Task requirements -
[1] In the article on solar and wind power in India, how high were transmission and distribution losses in 2010-11?
[2] Write the next part of the article on solar and wind power in India, picking up after its last sentence.

-- Passage to read follows --

Solar and wind power can alleviate India's energy shortage

Solar and wind power can alleviate India's energy shortage

The renewable sources of energy, which is gaining massive popularity in Europe, is hardly developed in India contributing only 11 per cent of the total production.

The country is still heavily dependent on the polluting thermal source which meets more than half of its requirement, with hydroelectric contributing 22 per cent, natural gas 10.30 per cent and nuclear energy a mere 2.7 per cent.

Transmission and distribution losses — most of which happens due to theft — are extremely high at 24.7 per cent in 2010-11; there is a peak power shortfall of 13 per cent. India has 50,000 or more villages which cannot be connected through grids because of their small population, difficulty of terrain and remoteness. Power shortages are constraining growth, while there is shortage of coal, and imported coal is expensive. The conventional methods of producing electric power have two major drawbacks — environmental pollution resulting in global warming and drainage of foreign exchange resources.

India has about 300 sunny days amounting to about 3,000 hours of sunshine equivalent to 5,000 trillion kwh. Solar energy is generated during daylight hours which is the period of normal peak demand. It is pollution free and inexhaustible in a tropical country like India. It can be used through the thermal route for heating, cooking etc or by generation of electricity through photovoltaic cells. Electricity generated through photovoltaic cells and CSP plants can be connected to the grid.

-- Passage to read concluded --
-- Study material follows --

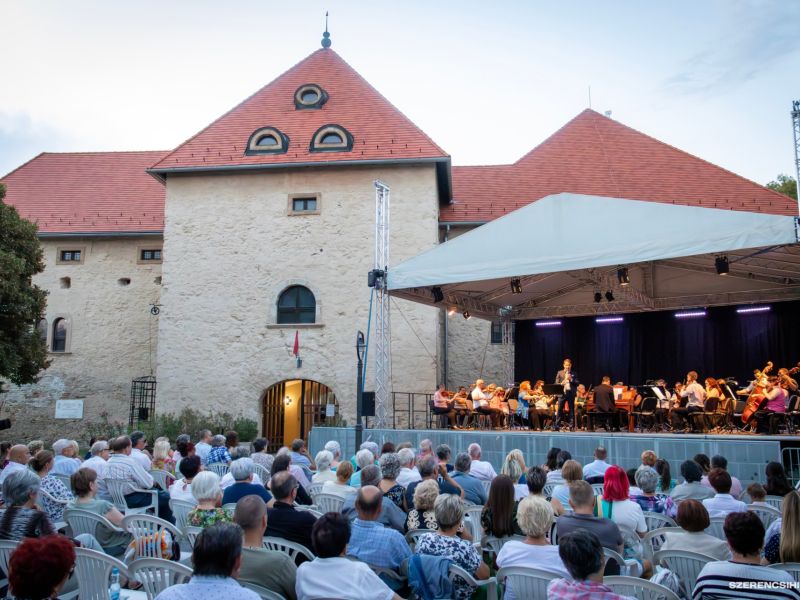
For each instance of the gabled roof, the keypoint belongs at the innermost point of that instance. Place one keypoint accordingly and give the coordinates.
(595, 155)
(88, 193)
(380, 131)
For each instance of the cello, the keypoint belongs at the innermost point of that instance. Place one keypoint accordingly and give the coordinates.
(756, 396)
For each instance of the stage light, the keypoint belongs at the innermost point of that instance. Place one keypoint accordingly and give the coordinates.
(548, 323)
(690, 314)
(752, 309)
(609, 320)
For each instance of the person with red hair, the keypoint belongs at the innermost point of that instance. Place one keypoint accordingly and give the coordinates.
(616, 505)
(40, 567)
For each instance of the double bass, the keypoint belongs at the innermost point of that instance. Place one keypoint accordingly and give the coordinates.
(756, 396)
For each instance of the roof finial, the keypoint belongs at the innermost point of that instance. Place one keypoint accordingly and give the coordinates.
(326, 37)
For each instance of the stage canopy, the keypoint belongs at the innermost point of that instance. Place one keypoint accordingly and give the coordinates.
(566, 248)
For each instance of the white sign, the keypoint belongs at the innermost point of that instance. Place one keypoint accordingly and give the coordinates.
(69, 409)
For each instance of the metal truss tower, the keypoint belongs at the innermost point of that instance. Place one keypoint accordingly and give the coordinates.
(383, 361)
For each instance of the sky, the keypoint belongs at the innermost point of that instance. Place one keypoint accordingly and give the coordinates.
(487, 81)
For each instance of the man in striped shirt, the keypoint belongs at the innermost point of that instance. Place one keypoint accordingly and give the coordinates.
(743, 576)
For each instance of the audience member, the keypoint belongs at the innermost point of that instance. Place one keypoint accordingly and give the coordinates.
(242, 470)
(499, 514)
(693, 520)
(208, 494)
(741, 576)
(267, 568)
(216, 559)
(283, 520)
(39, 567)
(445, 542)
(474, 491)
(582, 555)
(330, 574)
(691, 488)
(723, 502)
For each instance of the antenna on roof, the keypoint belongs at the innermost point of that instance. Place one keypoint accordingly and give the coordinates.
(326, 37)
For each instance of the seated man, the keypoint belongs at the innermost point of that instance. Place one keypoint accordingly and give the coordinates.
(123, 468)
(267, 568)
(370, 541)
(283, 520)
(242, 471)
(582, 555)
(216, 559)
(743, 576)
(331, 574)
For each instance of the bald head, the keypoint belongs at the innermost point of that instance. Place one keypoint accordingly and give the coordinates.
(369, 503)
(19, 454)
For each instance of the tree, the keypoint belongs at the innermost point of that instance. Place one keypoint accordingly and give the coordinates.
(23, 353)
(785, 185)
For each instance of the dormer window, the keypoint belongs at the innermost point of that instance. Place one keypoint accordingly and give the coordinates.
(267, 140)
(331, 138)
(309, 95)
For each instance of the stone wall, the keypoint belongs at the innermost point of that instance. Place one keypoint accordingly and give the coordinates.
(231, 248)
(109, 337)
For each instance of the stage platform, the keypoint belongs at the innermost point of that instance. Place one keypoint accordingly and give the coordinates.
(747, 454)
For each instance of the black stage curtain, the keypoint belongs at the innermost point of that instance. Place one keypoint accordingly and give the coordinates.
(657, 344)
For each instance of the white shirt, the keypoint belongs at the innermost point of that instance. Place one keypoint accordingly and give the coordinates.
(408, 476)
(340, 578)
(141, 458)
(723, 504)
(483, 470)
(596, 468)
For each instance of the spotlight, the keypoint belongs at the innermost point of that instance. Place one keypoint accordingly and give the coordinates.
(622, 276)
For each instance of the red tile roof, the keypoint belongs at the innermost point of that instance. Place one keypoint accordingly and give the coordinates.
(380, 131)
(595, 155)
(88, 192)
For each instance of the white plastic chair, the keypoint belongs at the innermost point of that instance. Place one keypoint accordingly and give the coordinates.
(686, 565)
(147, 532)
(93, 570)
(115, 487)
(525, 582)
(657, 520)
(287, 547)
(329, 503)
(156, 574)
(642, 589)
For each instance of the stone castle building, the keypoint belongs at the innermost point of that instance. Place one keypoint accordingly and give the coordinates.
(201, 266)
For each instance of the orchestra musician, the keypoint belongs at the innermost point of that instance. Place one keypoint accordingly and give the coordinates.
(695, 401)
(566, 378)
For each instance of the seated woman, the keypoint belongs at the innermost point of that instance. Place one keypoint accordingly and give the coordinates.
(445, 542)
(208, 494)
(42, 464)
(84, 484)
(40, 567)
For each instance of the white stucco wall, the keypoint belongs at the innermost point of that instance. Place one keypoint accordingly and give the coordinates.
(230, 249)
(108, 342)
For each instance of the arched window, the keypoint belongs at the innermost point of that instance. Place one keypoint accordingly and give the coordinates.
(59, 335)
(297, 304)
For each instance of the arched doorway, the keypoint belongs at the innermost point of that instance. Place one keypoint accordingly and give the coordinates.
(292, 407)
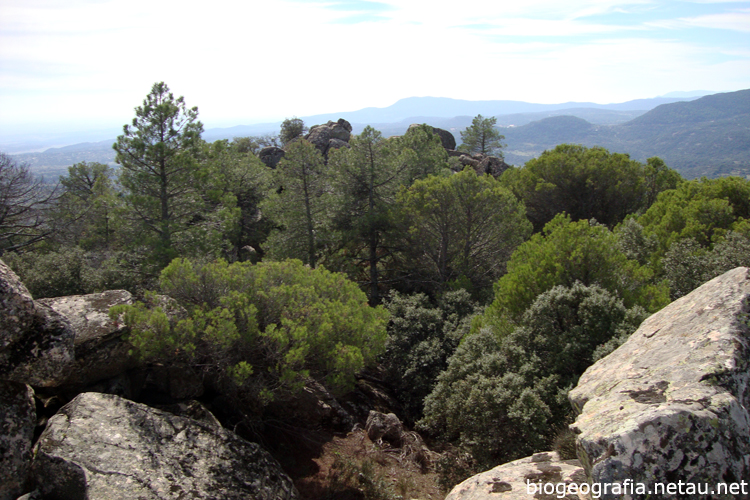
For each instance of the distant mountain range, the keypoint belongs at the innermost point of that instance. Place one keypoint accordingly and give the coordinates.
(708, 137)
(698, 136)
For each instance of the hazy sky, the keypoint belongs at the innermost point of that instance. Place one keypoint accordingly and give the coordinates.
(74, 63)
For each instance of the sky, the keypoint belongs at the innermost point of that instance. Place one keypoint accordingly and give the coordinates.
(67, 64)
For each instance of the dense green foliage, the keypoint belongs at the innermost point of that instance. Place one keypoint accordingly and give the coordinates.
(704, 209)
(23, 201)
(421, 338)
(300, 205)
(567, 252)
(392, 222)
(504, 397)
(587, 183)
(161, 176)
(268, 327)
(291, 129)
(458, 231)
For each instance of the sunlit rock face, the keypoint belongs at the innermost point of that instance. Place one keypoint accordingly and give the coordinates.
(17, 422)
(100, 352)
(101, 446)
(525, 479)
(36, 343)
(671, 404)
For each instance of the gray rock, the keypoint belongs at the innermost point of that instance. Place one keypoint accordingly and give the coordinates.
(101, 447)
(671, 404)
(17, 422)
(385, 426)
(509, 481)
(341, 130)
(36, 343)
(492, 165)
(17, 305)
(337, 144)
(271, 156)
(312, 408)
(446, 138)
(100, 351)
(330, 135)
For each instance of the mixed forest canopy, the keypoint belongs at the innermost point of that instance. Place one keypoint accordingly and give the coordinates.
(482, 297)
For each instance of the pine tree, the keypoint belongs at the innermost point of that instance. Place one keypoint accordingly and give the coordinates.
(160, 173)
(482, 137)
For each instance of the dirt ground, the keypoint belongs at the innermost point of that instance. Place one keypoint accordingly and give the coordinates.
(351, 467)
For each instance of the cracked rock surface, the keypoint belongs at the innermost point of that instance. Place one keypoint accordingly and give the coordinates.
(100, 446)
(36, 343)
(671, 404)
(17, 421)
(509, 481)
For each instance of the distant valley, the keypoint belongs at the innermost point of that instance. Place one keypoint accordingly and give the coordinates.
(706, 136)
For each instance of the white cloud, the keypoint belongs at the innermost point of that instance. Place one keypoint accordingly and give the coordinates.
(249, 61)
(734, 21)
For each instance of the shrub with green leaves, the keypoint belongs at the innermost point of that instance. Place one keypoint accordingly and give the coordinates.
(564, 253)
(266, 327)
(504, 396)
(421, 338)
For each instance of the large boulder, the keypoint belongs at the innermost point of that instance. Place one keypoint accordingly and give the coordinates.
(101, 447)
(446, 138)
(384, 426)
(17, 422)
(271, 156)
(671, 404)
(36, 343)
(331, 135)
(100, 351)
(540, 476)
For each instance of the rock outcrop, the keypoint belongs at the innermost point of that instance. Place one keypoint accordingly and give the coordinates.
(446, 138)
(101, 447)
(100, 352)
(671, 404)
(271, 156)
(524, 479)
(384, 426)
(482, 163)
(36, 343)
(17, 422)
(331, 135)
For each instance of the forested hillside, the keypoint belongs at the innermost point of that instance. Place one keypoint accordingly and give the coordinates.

-- Study material concluded --

Answers to this exercise -
[1] 24.7 per cent

[2]
Solar energy conversion equipment have a longer life, less maintenance costs and lower running costs than equipment producing power through conventional sources. Solar photovoltaic cells convert solar radiation into electricity; high temperature solar energy collectors use concentrated solar radiation to generate electricity through the thermal route.  In rural India where grid power is not available, cheap solar technology is a viable alternative; the electricity infrastructure could consist of a net work of local-grid clusters with distributed solar electric generation bringing cheap power to the masses.

In July 2009, India announced a plan to produce 20 GW of solar power by 2020. Under the plan solar powered equipment and applications are to be made compulsory in all government buildings, hospitals etc. In November 2009 the National Solar Mission was launched with a plan to generate 1,000 MW by 2013. The ministry of new and renewable energy resources (MNRE) has installed solar radiation resource assessment stations across India to create a Solar Atlas.

Encouraging solar companies

The 2010-11 budget provided funds to the Jawaharlal National Solar Mission and established  a clean energy fund. It sought to encourage private solar companies by reducing the customs duty on solar panels by 50 per cent and exempting excise duty on solar photovoltaic cells; it  also levied a coal tax on domestic and imported coal used for power generation to discourage coal consumption.

MNRE provides a 30 per cent subsidy on installation costs of a solar electric power plant; it’s strategic plan for 2011-17 is to produce 2,1700 MW of power from renewable resources over a 6 year period, including 4,000 MW of solar power and 13,400 MW of wind power, for which the funds required for grid-connected power from renewable sources is estimated at Rs 12,900 crore including  Rs 8,368 crore for solar and Rs 2,800 crore for wind power.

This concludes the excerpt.